--- Start Record set ---

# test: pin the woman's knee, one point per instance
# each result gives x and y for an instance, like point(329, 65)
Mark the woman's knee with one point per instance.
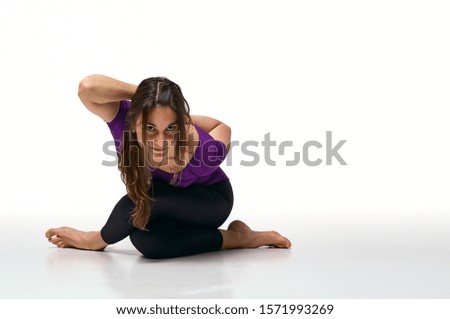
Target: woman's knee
point(149, 246)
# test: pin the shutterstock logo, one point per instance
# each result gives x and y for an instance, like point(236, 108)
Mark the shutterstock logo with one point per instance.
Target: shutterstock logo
point(267, 149)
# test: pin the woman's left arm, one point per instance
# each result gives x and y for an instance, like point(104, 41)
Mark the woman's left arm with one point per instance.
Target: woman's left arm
point(217, 129)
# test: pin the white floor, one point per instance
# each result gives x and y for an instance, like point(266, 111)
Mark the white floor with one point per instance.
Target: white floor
point(332, 257)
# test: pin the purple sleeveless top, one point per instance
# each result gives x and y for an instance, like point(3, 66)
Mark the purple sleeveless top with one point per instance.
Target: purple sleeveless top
point(202, 169)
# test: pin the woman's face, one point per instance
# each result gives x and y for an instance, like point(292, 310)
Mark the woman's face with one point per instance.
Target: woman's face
point(160, 133)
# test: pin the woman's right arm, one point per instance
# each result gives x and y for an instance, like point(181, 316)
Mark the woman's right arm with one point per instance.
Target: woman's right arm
point(101, 95)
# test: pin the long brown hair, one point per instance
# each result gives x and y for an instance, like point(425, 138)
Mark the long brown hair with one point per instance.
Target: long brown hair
point(135, 173)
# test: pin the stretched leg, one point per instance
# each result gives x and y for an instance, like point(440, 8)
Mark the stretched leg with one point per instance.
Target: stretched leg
point(239, 235)
point(204, 206)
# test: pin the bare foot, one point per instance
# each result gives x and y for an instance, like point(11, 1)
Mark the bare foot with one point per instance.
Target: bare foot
point(249, 238)
point(66, 237)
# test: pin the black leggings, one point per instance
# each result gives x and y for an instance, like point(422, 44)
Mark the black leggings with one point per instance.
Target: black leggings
point(183, 221)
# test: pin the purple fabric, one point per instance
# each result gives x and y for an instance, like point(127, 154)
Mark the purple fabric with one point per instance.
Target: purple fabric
point(203, 168)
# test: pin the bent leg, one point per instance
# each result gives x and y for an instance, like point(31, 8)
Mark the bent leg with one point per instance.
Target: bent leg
point(160, 242)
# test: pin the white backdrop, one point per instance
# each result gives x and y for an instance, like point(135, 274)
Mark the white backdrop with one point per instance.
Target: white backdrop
point(375, 73)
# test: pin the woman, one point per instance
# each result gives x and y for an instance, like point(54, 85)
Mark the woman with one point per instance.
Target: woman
point(177, 195)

--- End Record set ---

▶ [Prompt]
Starting at the beginning of the entries and stopping after the line that contains "point(217, 129)", substitute "Object" for "Target" and change nothing else. Leave the pictures out of your answer.

▶ [Answer to the exercise]
# test: pin the woman's knee, one point per instance
# each result gives x and y for an instance, like point(329, 65)
Mark the woman's knee with one point per instance.
Object: woman's knee
point(149, 246)
# test: pin the shutterstock logo, one point per instance
# each result gives x and y for an instance, like point(236, 108)
Mark the shutterstock logo with one point per instance.
Object: shutterstock logo
point(267, 149)
# test: pin the woman's left arm, one point per instance
# each result gives x and y for an instance, like point(104, 41)
Mark the woman's left arm with one point per instance.
Object: woman's left arm
point(217, 129)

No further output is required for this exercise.